Directions for this task:
Render every line of the listing below as a numbered list, omitting blank lines.

Data supplied:
####################

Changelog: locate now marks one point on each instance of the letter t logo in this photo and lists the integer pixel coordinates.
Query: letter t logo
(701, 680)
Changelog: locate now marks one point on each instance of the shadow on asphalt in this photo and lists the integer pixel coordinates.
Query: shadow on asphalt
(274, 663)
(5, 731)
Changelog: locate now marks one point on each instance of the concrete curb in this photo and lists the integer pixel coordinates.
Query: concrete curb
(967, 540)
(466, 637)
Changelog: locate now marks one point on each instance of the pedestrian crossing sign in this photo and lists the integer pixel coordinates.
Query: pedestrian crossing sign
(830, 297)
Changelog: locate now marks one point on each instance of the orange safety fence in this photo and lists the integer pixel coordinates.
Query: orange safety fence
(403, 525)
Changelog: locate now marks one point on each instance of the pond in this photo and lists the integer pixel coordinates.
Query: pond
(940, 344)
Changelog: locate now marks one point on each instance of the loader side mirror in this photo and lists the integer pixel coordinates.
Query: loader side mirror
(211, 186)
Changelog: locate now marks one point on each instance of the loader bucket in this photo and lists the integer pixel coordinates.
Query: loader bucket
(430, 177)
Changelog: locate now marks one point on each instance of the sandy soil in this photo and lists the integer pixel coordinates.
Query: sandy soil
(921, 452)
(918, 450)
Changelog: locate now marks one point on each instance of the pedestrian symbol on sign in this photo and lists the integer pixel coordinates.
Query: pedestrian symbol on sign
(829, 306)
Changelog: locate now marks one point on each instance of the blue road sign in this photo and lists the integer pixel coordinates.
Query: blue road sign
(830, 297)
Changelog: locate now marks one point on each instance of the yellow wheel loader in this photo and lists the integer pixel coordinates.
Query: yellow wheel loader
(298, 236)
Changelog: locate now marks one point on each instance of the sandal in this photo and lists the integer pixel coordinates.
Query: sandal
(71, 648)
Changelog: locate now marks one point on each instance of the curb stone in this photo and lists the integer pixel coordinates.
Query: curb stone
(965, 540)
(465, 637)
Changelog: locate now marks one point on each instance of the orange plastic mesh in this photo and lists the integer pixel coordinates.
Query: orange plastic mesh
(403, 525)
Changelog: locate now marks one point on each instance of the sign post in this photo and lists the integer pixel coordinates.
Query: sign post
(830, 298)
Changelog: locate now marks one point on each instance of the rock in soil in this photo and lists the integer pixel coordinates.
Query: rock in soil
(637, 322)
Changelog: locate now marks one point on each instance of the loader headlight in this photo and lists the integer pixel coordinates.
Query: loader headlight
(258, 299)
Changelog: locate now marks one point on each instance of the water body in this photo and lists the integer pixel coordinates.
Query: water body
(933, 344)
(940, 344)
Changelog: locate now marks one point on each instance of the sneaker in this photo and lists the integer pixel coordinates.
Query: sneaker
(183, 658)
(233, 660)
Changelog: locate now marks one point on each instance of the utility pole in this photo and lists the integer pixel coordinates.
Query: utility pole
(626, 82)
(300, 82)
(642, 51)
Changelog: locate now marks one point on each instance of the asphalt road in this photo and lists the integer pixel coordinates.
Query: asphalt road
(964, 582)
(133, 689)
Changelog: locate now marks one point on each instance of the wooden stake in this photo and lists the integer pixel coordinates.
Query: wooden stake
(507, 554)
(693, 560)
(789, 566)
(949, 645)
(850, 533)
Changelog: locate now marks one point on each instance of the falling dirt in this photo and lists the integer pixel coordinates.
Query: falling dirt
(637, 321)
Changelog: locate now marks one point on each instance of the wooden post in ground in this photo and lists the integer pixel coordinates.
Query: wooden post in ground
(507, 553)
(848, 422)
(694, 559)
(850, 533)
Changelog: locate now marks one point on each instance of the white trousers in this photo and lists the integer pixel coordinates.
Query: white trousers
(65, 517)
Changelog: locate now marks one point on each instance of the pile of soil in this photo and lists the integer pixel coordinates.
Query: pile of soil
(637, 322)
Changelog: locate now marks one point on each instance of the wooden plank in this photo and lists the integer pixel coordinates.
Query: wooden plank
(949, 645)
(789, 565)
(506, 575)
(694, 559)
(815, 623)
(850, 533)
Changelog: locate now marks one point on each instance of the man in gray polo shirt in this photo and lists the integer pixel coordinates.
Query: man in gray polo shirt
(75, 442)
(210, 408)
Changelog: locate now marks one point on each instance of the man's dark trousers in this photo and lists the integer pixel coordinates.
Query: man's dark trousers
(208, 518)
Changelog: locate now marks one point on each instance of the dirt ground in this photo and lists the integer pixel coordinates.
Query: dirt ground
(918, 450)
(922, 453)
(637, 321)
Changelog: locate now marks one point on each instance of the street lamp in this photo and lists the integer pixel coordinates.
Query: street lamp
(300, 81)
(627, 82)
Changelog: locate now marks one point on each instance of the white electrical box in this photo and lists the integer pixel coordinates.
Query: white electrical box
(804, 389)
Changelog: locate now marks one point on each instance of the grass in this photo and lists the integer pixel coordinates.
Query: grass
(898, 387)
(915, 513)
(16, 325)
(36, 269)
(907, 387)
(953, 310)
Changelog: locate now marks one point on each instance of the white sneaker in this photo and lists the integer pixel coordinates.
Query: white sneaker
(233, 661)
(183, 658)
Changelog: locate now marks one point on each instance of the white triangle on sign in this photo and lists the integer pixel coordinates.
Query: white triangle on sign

####################

Task response:
1. Changelog: locate now marks one point on each instance of the letter t logo in this photo and lists the integer pixel coordinates.
2. Query: letter t logo
3. (701, 680)
4. Changelog: locate now marks one point on each instance of the shadow on asphalt in this photo and lists the integer pixel coordinates.
5. Query: shadow on asphalt
6. (274, 663)
7. (5, 731)
8. Changelog: locate now marks one point on each instance of the concrete curb in this photo and lists the integer pixel coordinates.
9. Query: concrete curb
10. (967, 540)
11. (466, 637)
12. Changelog: locate now marks one point on each instance of the pedestrian crossing sign in this photo and lists the integer pixel coordinates.
13. Query: pedestrian crossing sign
14. (830, 297)
15. Changelog: locate now marks one point on each instance of the orange safety fence in this photo and lists the integer pixel coordinates.
16. Query: orange safety fence
17. (403, 525)
18. Changelog: locate now marks one point on each instance of the pond in this photo and lists the integer pixel coordinates.
19. Query: pond
20. (940, 344)
21. Changelog: locate now marks one point on each instance of the loader side mirror in this photo and lists the integer pixel coordinates.
22. Query: loader side mirror
23. (211, 186)
24. Changelog: locate now marks one point on each instance of the loader bucket in this photo and lists the integer pixel coordinates.
25. Query: loader bucket
26. (430, 177)
27. Changelog: locate now marks one point on each instance of the sandy soil in this photo and lists the integer pixel coordinates.
28. Query: sandy soil
29. (921, 452)
30. (918, 450)
31. Changelog: locate now marks one point on each instance of the pedestrian symbol on sign in this photo and lists the integer pixel coordinates.
32. Query: pedestrian symbol on sign
33. (829, 306)
34. Changelog: locate now marks one point on each instance of the blue road sign in this photo and lists the integer pixel coordinates.
35. Query: blue road sign
36. (830, 297)
37. Changelog: locate now marks one point on each instance of the yellow wheel loader in this photo and lists the integer pixel coordinates.
38. Query: yellow wheel loader
39. (298, 236)
40. Changelog: locate now marks one point on each instance of the sandal in this photo and lists the integer pixel coordinates.
41. Query: sandal
42. (71, 648)
43. Changelog: locate now marks one point on each instance of the curb stone in this photo and lists the integer pixel coordinates.
44. Query: curb stone
45. (965, 540)
46. (465, 637)
47. Changelog: locate now marks one point on each instance of the orange plastic mesh in this photo and lists the integer pixel coordinates.
48. Query: orange plastic mesh
49. (403, 525)
50. Changelog: locate now marks one point on each instance of the sign post in this photo and lists the integer pixel coordinates.
51. Query: sign post
52. (830, 298)
53. Changelog: locate now marks one point on each instance of the rock in soil in this photo and lists the integer pixel coordinates.
54. Query: rock in soil
55. (637, 322)
56. Changelog: locate now marks one point on each instance of the loader headlight in this photo and lists the integer pixel coordinates.
57. Query: loader headlight
58. (258, 299)
59. Changelog: locate now marks one point on each instance of the water body in this photo and lists the integer pixel coordinates.
60. Query: water body
61. (933, 344)
62. (940, 344)
63. Changelog: locate now marks one point on each instance of the sneaker in this photo and lists the integer pixel coordinates.
64. Query: sneaker
65. (183, 658)
66. (233, 660)
67. Changelog: locate now marks one point on each instance of the utility pole in this photo and lists the integer pixel coordinates.
68. Query: utility pole
69. (626, 82)
70. (300, 82)
71. (642, 51)
72. Changelog: locate now marks one point on each instance of the asphalt road in this photo and lists the integer pixel coordinates.
73. Query: asphalt road
74. (964, 582)
75. (133, 689)
76. Changelog: locate now marks one point on each instance of the wooden stake in this photo and lists the integer pixel coordinates.
77. Query: wooden stake
78. (507, 554)
79. (693, 560)
80. (789, 566)
81. (949, 645)
82. (850, 533)
83. Changelog: locate now marks one point on each instance of the falling dirt in this photo and lists the integer pixel coordinates.
84. Query: falling dirt
85. (637, 321)
86. Changelog: locate now marks one point on each instance of the wooden post in ground in this photo and lists the integer pixel coordinates.
87. Query: wooden post in ground
88. (507, 553)
89. (848, 422)
90. (694, 559)
91. (850, 533)
92. Changelog: locate now marks one point on each instance of the white trousers in this photo and lists the integer pixel coordinates.
93. Query: white trousers
94. (65, 517)
95. Changelog: locate now marks one point on each instance of the pile of soil in this photo and lists the integer pixel coordinates.
96. Query: pile of soil
97. (637, 322)
98. Changelog: locate now marks one point on each instance of the wooden plank in this photo and lists the integer pixel coordinates.
99. Query: wooden plank
100. (949, 645)
101. (789, 565)
102. (506, 575)
103. (694, 559)
104. (815, 623)
105. (850, 533)
106. Changelog: locate now marks one point on each instance of the man in gray polo shirt in this photo and lists the integer pixel coordinates.
107. Query: man in gray polo shirt
108. (75, 442)
109. (210, 408)
110. Changelog: locate now marks one point on each instance of the man's dark trousers in this photo and lists the integer pixel coordinates.
111. Query: man's dark trousers
112. (208, 518)
113. Changelog: locate now marks one point on each instance of the dirt ground in this photo and lists the integer pixel coordinates.
114. Query: dirt ground
115. (918, 450)
116. (922, 453)
117. (637, 321)
118. Changelog: locate now marks one point on each instance of the street lamp in this photo and lists the integer pixel coordinates.
119. Query: street lamp
120. (300, 81)
121. (627, 82)
122. Changelog: locate now marks one point on each instance of the white electrical box in this photo and lists the integer pixel coordinates.
123. Query: white electrical box
124. (804, 389)
125. Changelog: locate now marks one point on each instance of the grass in this photo and lists the integer pixel coordinates.
126. Query: grass
127. (898, 387)
128. (915, 513)
129. (16, 325)
130. (36, 269)
131. (907, 387)
132. (953, 310)
133. Changelog: locate now marks one point on each instance of the white sneaker in this photo and lists the integer pixel coordinates.
134. Query: white sneaker
135. (233, 661)
136. (183, 658)
137. Changelog: locate now marks one point on each instance of the white triangle on sign in this photo and lists the integer pixel coordinates.
138. Query: white triangle on sign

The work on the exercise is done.